● WORK REQUIRED: Write down every entry below once more, exactly.

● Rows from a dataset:
------------------------------------------------

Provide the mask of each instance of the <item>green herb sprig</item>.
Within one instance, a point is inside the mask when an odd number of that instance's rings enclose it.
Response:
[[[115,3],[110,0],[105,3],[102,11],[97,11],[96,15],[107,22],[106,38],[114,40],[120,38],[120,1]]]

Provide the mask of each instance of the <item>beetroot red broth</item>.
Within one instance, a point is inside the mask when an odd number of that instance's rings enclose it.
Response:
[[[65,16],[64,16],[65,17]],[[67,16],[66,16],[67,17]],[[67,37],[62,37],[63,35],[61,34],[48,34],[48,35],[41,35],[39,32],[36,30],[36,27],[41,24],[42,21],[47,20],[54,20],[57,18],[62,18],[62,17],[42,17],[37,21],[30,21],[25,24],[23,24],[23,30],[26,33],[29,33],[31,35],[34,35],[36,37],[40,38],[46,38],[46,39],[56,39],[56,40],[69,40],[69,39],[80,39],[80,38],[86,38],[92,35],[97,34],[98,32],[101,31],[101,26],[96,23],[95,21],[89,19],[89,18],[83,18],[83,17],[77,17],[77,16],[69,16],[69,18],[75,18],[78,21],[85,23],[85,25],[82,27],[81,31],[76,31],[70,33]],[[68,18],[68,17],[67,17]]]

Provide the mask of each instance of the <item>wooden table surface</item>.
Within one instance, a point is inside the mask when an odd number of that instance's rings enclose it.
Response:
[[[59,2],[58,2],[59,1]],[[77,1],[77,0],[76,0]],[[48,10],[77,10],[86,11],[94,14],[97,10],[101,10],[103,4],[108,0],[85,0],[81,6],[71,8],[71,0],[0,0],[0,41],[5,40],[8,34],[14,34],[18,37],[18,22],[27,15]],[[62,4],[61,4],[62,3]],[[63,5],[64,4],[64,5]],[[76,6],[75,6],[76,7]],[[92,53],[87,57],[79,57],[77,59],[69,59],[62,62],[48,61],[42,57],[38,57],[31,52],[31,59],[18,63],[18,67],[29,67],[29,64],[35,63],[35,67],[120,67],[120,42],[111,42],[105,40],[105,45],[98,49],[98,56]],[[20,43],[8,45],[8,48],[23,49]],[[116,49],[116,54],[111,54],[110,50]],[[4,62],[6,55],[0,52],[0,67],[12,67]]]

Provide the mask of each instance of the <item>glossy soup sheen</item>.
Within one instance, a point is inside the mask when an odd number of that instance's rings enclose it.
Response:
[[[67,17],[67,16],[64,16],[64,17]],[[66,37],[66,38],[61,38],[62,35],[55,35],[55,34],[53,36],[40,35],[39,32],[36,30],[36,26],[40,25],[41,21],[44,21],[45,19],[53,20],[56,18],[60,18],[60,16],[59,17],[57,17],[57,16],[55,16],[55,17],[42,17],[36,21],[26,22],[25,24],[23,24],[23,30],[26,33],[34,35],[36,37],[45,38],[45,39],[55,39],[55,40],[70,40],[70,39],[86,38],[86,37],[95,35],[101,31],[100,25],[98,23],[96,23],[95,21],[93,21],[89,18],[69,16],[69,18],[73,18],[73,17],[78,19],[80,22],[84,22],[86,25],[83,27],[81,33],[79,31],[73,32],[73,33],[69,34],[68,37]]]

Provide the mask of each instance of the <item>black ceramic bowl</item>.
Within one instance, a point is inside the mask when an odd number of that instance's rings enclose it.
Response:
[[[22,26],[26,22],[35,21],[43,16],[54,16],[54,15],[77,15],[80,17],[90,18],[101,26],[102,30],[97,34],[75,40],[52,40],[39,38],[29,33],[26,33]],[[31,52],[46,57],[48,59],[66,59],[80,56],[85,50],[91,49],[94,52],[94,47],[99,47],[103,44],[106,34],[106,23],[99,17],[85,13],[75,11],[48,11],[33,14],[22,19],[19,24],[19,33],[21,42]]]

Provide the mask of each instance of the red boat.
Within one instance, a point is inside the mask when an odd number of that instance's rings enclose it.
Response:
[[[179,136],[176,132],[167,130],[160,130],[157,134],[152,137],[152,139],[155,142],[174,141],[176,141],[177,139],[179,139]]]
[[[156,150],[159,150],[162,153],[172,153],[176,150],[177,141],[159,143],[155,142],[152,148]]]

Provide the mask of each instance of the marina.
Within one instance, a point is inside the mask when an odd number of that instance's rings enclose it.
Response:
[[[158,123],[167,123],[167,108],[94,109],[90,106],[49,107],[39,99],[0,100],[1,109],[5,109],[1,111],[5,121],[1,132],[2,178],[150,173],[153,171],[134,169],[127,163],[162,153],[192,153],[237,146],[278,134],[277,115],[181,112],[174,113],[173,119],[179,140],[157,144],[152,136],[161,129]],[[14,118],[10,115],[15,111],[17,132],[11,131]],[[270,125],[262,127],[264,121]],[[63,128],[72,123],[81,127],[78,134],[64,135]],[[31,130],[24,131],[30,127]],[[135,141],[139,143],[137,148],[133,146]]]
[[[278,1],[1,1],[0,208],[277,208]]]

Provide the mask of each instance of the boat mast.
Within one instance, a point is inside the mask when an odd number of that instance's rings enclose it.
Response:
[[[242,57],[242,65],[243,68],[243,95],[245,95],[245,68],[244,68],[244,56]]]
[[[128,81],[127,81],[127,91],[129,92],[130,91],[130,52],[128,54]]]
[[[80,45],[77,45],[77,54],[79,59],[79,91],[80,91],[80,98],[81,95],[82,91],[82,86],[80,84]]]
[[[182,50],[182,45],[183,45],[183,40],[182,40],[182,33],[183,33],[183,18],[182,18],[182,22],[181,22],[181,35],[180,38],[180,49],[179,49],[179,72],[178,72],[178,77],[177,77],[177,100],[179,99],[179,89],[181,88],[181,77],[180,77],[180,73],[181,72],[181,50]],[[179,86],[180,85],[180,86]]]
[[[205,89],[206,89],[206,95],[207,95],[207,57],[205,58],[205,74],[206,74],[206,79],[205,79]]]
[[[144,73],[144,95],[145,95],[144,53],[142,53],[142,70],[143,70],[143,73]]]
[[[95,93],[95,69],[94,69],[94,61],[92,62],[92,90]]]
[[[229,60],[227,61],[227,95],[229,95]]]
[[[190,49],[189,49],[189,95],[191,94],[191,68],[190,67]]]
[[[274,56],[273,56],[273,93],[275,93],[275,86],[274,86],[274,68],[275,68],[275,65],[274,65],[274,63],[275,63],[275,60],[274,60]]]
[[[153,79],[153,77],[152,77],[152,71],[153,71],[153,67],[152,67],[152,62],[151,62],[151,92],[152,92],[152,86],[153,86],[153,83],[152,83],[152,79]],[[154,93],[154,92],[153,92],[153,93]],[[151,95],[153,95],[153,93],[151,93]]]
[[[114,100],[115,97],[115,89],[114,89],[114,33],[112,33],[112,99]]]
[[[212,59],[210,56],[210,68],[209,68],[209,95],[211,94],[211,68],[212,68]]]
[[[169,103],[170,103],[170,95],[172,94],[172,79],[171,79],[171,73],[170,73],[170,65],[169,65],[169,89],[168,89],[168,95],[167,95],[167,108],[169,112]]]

------------------------------------------------

● RESULT OF THE EXERCISE:
Provide the mask of each instance of the <item>green herb sprig</item>.
Within one instance, a point is inside the mask when an odd number of that instance's rings enclose it.
Response:
[[[115,3],[110,0],[105,3],[102,11],[97,11],[96,15],[107,22],[106,38],[114,40],[120,38],[120,1]]]

Provide the mask of each instance of the <item>beetroot red broth</item>.
Within one instance, a point is inside the mask when an odd number of that instance's rings enclose it.
Response:
[[[65,16],[64,16],[65,17]],[[67,16],[66,16],[67,17]],[[67,37],[62,37],[63,35],[61,34],[48,34],[48,35],[41,35],[39,32],[36,30],[36,27],[41,24],[42,21],[47,20],[54,20],[57,18],[62,18],[62,17],[42,17],[37,21],[30,21],[25,24],[23,24],[23,30],[26,33],[29,33],[31,35],[34,35],[36,37],[40,38],[46,38],[46,39],[56,39],[56,40],[69,40],[69,39],[80,39],[80,38],[86,38],[92,35],[97,34],[98,32],[101,31],[101,26],[96,23],[95,21],[89,19],[89,18],[83,18],[83,17],[77,17],[77,16],[69,16],[69,18],[75,18],[78,21],[85,23],[85,25],[82,27],[81,31],[76,31],[70,33]],[[68,18],[68,17],[67,17]]]

Provide the mask of each instance of the <item>wooden table surface</item>.
Within one instance, a point is inside the mask when an odd number of that instance's rings enclose it.
Response:
[[[59,2],[58,2],[59,1]],[[77,1],[77,0],[76,0]],[[48,10],[77,10],[86,11],[94,14],[97,10],[101,10],[103,4],[108,0],[85,0],[81,6],[71,8],[71,0],[0,0],[0,41],[5,40],[8,34],[14,34],[18,37],[18,22],[27,15]],[[62,4],[61,4],[62,3]],[[63,5],[64,4],[64,5]],[[76,6],[75,6],[76,7]],[[92,53],[87,57],[79,57],[77,59],[69,59],[62,62],[48,61],[42,57],[38,57],[31,52],[31,59],[18,63],[18,67],[29,67],[29,64],[35,63],[35,67],[120,67],[120,42],[111,42],[105,40],[105,45],[98,49],[98,56]],[[20,43],[8,45],[8,48],[23,49]],[[116,49],[116,54],[111,54],[110,50]],[[4,62],[6,55],[0,52],[0,67],[12,67]]]

Provide the mask of each instance of the <item>glossy soup sheen</item>.
Within one instance, a point is inside the mask when an odd number of that instance's rings enclose it.
Response:
[[[67,17],[67,16],[64,16],[64,17]],[[66,37],[66,38],[61,38],[62,35],[55,35],[55,34],[53,36],[40,35],[39,32],[36,30],[36,26],[40,25],[41,21],[44,21],[45,19],[53,20],[56,18],[60,18],[60,16],[59,17],[57,17],[57,16],[55,16],[55,17],[42,17],[36,21],[26,22],[25,24],[23,24],[23,30],[26,33],[34,35],[36,37],[45,38],[45,39],[55,39],[55,40],[70,40],[70,39],[86,38],[86,37],[95,35],[101,31],[100,25],[98,23],[96,23],[95,21],[93,21],[89,18],[69,16],[69,18],[73,18],[73,17],[78,19],[80,22],[84,22],[86,25],[83,27],[81,33],[79,31],[73,32],[73,33],[69,34],[68,37]]]

Provide the mask of each instance of the <item>black ceramic bowl</item>.
Within one instance, a point is inside the mask when an odd number of that instance's rings enclose it.
Response:
[[[22,26],[26,22],[35,21],[43,16],[54,16],[54,15],[77,15],[80,17],[90,18],[101,26],[102,30],[97,34],[75,40],[52,40],[39,38],[29,33],[26,33]],[[31,52],[46,57],[48,59],[66,59],[80,56],[85,50],[91,49],[94,52],[94,47],[99,47],[103,44],[106,34],[106,23],[99,17],[85,13],[75,11],[48,11],[33,14],[22,19],[19,24],[19,33],[21,42]]]

Provide the mask of each instance of the red boat.
Within one instance, a point is inside the mask when an odd number of that instance's rings enclose it.
Response:
[[[179,136],[176,132],[167,130],[160,130],[157,134],[152,137],[152,139],[155,142],[174,141],[176,141],[177,139],[179,139]]]
[[[156,150],[159,150],[162,153],[172,153],[176,150],[177,141],[159,143],[155,142],[152,148]]]

Provide the mask of each instance of the marina.
Within one instance, a point is inside the mask when an odd number of that instance's rings enclose it.
Response:
[[[158,123],[167,123],[167,108],[94,109],[90,106],[49,107],[39,99],[0,100],[1,109],[5,109],[1,111],[5,121],[1,132],[2,178],[150,173],[153,171],[134,169],[127,163],[162,153],[192,153],[237,146],[278,134],[277,115],[181,112],[174,113],[173,119],[179,140],[157,144],[152,136],[161,129]],[[14,118],[10,115],[15,111],[17,132],[11,131]],[[270,125],[262,127],[264,121]],[[63,128],[72,123],[81,127],[78,134],[64,135]],[[31,130],[24,131],[30,127]],[[135,141],[139,143],[137,148],[133,146]]]
[[[278,1],[1,1],[0,208],[277,208]]]

Provide the mask of each instance of the boat mast.
Within one instance, a point is inside the mask when an odd number of that instance's rings enclose it.
Response:
[[[242,57],[242,65],[243,68],[243,95],[245,95],[245,68],[244,68],[244,56]]]
[[[128,81],[127,81],[127,91],[129,92],[130,91],[130,52],[128,54]]]
[[[80,45],[77,45],[77,54],[79,59],[79,91],[80,91],[80,98],[81,95],[82,91],[82,86],[80,84]]]
[[[182,50],[182,45],[183,45],[183,40],[182,40],[182,33],[183,33],[183,18],[182,18],[182,22],[181,22],[181,35],[180,38],[180,49],[179,49],[179,72],[178,72],[178,77],[177,77],[177,100],[179,99],[179,89],[181,88],[181,77],[180,77],[180,73],[181,72],[181,50]],[[179,86],[180,85],[180,86]]]
[[[205,89],[206,89],[206,95],[207,95],[207,57],[205,58],[205,74],[206,74],[206,79],[205,79]]]
[[[144,73],[144,95],[145,95],[144,53],[142,53],[142,70],[143,70],[143,73]]]
[[[95,93],[95,69],[94,69],[94,61],[92,62],[92,90]]]
[[[229,60],[227,61],[227,95],[229,95]]]
[[[190,49],[189,49],[189,95],[191,94],[191,68],[190,67]]]
[[[274,56],[273,56],[273,93],[275,93],[275,86],[274,86],[274,68],[275,68],[275,65],[274,65],[274,63],[275,63],[275,60],[274,60]]]
[[[153,79],[153,77],[152,77],[152,71],[153,71],[153,67],[152,67],[152,62],[151,62],[151,92],[152,92],[152,86],[153,86],[153,83],[152,83],[152,79]],[[154,93],[154,92],[153,92],[153,93]],[[151,95],[153,95],[153,93],[151,93]]]
[[[114,100],[115,97],[115,89],[114,89],[114,33],[112,33],[112,99]]]
[[[212,59],[210,56],[210,68],[209,68],[209,95],[211,94],[211,68],[212,68]]]
[[[169,103],[170,103],[170,95],[172,94],[172,79],[171,79],[171,73],[170,73],[170,65],[169,65],[169,89],[168,89],[168,95],[167,95],[167,108],[169,112]]]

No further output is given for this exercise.